---- Provided information
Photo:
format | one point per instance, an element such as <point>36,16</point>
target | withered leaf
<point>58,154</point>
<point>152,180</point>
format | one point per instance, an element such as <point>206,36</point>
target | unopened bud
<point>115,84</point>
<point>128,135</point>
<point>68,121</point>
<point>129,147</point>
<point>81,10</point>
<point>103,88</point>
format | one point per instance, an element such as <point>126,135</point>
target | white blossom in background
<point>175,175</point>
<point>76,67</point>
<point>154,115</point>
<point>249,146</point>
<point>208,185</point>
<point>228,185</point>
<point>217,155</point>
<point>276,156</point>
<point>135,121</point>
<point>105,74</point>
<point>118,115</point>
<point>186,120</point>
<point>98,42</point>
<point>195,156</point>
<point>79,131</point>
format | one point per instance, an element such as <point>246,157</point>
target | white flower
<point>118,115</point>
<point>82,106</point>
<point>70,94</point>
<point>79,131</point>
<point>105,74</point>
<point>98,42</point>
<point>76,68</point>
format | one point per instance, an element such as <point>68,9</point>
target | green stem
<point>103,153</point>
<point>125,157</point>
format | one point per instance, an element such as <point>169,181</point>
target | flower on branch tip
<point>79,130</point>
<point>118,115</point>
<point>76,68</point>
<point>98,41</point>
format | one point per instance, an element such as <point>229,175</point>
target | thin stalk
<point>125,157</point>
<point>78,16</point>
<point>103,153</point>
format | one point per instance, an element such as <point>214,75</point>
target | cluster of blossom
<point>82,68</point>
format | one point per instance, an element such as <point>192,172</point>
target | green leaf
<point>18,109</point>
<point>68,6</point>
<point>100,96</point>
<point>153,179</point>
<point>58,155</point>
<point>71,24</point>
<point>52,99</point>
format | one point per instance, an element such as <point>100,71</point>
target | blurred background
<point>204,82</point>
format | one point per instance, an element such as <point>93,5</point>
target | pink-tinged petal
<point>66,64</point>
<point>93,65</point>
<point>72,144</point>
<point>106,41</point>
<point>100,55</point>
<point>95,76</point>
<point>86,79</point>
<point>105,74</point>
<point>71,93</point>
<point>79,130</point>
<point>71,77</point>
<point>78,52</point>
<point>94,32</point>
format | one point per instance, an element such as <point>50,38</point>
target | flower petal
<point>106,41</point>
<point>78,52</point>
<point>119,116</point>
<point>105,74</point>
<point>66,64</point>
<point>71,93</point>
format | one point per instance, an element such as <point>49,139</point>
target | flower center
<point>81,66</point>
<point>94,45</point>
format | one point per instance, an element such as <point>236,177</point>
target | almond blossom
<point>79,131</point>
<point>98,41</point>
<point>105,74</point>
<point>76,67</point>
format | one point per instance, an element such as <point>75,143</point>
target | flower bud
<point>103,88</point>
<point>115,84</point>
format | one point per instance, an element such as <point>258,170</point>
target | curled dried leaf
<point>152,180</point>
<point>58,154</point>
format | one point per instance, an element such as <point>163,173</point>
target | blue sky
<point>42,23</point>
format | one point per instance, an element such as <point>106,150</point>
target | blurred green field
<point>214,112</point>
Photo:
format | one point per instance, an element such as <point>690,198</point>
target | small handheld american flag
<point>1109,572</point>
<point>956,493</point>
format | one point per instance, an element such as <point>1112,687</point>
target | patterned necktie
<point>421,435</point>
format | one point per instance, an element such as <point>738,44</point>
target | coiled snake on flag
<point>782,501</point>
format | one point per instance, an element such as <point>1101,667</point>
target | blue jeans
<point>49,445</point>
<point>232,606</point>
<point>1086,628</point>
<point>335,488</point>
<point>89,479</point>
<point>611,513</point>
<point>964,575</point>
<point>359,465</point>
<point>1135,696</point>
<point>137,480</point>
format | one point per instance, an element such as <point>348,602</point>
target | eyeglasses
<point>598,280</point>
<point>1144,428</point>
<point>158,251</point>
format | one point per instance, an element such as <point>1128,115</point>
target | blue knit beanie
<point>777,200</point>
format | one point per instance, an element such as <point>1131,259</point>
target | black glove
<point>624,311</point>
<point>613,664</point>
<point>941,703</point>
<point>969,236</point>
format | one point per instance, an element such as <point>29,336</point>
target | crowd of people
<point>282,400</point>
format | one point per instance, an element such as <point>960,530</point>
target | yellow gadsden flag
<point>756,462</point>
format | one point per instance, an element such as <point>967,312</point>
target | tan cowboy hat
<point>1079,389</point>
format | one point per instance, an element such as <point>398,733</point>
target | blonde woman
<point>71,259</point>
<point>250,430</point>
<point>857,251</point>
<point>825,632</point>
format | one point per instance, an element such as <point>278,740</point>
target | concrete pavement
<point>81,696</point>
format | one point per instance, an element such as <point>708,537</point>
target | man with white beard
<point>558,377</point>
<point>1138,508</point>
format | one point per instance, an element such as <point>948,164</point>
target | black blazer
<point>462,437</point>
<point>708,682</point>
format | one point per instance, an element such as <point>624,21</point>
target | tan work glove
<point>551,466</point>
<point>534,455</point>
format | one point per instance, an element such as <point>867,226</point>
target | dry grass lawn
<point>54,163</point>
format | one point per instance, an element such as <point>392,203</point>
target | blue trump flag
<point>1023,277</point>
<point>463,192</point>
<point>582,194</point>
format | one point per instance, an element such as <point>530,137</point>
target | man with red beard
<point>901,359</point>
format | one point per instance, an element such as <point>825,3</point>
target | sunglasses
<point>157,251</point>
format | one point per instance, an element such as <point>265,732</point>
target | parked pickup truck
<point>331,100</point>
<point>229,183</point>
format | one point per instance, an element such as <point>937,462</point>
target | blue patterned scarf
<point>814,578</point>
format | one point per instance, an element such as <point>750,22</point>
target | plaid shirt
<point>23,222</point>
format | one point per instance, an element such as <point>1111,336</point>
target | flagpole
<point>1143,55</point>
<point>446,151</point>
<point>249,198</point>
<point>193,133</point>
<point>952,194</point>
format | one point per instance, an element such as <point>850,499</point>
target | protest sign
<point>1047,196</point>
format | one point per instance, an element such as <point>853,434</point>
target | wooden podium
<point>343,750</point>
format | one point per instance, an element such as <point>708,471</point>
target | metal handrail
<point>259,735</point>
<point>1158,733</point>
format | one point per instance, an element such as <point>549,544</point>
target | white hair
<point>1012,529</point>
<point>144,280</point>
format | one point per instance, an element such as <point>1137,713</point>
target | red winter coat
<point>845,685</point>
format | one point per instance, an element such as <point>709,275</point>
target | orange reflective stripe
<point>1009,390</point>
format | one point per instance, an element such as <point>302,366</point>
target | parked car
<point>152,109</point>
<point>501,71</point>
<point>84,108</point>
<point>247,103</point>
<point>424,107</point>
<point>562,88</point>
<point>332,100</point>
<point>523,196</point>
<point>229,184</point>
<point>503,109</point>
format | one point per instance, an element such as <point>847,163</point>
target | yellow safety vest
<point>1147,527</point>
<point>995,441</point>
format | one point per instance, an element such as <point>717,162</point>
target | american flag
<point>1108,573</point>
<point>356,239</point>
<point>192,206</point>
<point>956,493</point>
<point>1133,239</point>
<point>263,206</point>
--------
Reproduce the data from the line with "such as <point>392,203</point>" up to and including the line with "<point>845,685</point>", changing "plaid shirt" to "checkered shirt" and leaving everything else the same.

## Solution for this problem
format | one point per instance, an element such as <point>392,203</point>
target | blue trump flag
<point>1023,277</point>
<point>463,192</point>
<point>582,194</point>
format | one point per instance, an element such as <point>530,137</point>
target | man with red beard
<point>901,359</point>
format | one point per instance, an element such as <point>825,3</point>
target | sunglasses
<point>157,251</point>
format | one point per instance, an element such as <point>265,732</point>
target | parked pickup truck
<point>331,100</point>
<point>229,183</point>
format | one point per instance, an element such as <point>937,462</point>
target | blue patterned scarf
<point>814,578</point>
format | one point per instance, an element such as <point>750,22</point>
target | checkered shirt
<point>23,222</point>
format | one point per instance, an element such as <point>1111,336</point>
target | flagpole
<point>1143,55</point>
<point>446,151</point>
<point>249,198</point>
<point>193,133</point>
<point>952,194</point>
format | one point per instance, an element such as <point>850,499</point>
target | protest sign
<point>1047,196</point>
format | one point per instance, an element such as <point>853,434</point>
target | wooden podium
<point>343,750</point>
format | one point per instance, an element such as <point>708,471</point>
target | metal handrail
<point>259,735</point>
<point>1158,733</point>
format | one point per instance, an element such as <point>549,544</point>
target | white hair
<point>1012,529</point>
<point>144,280</point>
format | one point per instance, an element such as <point>1137,713</point>
target | red winter coat
<point>845,685</point>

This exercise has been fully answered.